**REQUIRED TASK:**
Transcribe each line of the records below exactly, excluding any embedded images.

**DATA PROVIDED:**
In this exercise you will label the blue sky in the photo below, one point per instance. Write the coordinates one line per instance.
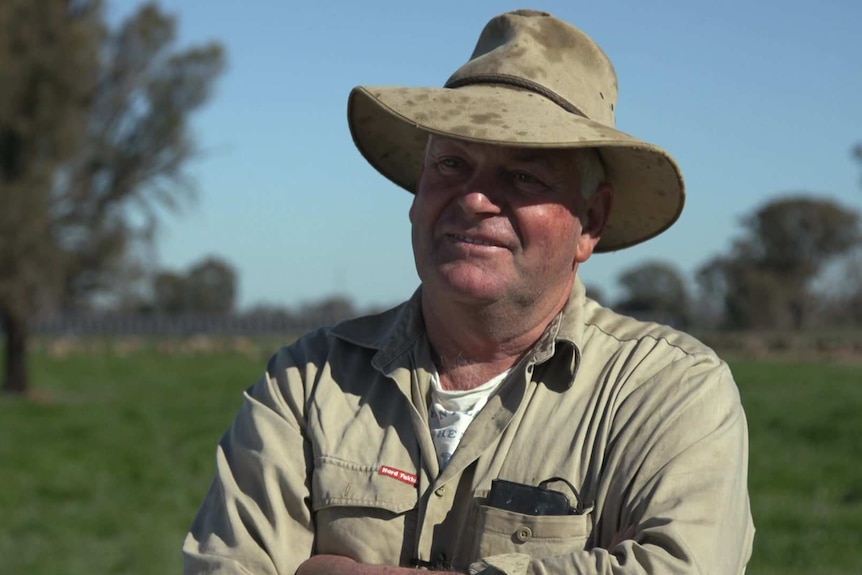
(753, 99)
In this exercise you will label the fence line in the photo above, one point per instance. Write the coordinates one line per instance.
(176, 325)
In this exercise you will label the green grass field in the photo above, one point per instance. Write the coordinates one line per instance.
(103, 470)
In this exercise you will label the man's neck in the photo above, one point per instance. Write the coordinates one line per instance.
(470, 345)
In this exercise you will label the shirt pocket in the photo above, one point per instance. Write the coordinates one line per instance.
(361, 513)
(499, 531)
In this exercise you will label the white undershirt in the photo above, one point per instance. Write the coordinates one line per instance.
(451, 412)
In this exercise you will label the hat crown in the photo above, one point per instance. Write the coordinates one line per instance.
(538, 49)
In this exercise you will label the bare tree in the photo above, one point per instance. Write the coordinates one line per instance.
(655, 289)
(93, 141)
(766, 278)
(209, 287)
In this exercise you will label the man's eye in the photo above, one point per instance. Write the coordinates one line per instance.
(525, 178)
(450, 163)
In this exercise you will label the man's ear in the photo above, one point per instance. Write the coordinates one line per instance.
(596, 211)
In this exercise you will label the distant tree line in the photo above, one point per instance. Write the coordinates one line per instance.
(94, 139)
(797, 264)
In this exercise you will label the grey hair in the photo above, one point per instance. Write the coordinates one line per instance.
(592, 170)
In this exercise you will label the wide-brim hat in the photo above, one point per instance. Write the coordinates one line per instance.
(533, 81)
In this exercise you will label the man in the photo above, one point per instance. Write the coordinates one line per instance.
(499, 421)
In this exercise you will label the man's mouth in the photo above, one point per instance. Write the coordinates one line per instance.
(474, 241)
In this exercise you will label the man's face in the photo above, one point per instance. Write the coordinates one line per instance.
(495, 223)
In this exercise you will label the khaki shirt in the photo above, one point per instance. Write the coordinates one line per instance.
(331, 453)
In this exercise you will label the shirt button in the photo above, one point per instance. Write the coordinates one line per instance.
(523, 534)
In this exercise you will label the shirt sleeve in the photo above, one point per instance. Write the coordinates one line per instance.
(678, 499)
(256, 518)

**RESPONSE TO THIS EXERCISE:**
In this exercise you will label the blue sky in the photo below, one point per instance. Write the coordinates one line per instance.
(753, 99)
In this exercise you will label the fence line in the photo above, one point per instance. Write the coordinates one line per instance.
(176, 325)
In this exercise you will label the green grass field in the photo above, one point per instance. Write the coordinates one line per instance.
(103, 470)
In this exercise you will label the man's neck in the photo above, one point per instance. Write the coordinates one line per instance.
(470, 345)
In this exercise you will label the shirt pocket in the photo above, one point per instance. Write the coordinates one line per instance.
(361, 513)
(499, 531)
In this exercise you will label the white undershirt in the photo above, one point per instance. Write the coordinates one line per instance.
(451, 412)
In this exercise you will label the hat crown in the photo above, one point per instance. Write the coordinates one line per instance.
(538, 49)
In this exercise you will label the bare tree in the photo above, one point per instance. Write the coordinates one line per instance.
(655, 289)
(93, 141)
(766, 278)
(209, 287)
In this exercise you will label the man's eye in the photo above, one point per instance. Write the coordinates one line per instance.
(525, 178)
(450, 163)
In this exercise you will label the man's ear in the photo above, one point per instance. Write the coordinates one line per instance.
(596, 211)
In this exercise you will label the distant tree line in the photo above, one point per instance. Write the coordinates one line per instance.
(94, 139)
(797, 264)
In this exercise you will label the grey hair in the photo above, one point per instance. Write the coordinates one line per instance.
(592, 170)
In this exercise you will label the wide-brim hat in the photo above, one point per instance. Write the coordinates one line per instance.
(533, 81)
In this exercise you will label the man in the photo above, one point per instance. Write the coordinates one line per instance.
(499, 421)
In this exercise you will label the man's mouth in the photo above, one point per instance. Write the coordinates one line per instance.
(474, 241)
In this exercise you will label the man's face in the photo above, one point per instance. Write the coordinates one line per instance.
(495, 223)
In this exercise you will label the khaki shirt in the photo above, one point per instance. Write the coordinates one line per instance.
(331, 453)
In this exercise you will label the shirt button in the photo above, one point per instance. Write the coordinates one line per instance.
(523, 534)
In this exercise you will label the shirt sleeve in the photo above, one point per instance. Write the coordinates one line per instance.
(678, 499)
(256, 518)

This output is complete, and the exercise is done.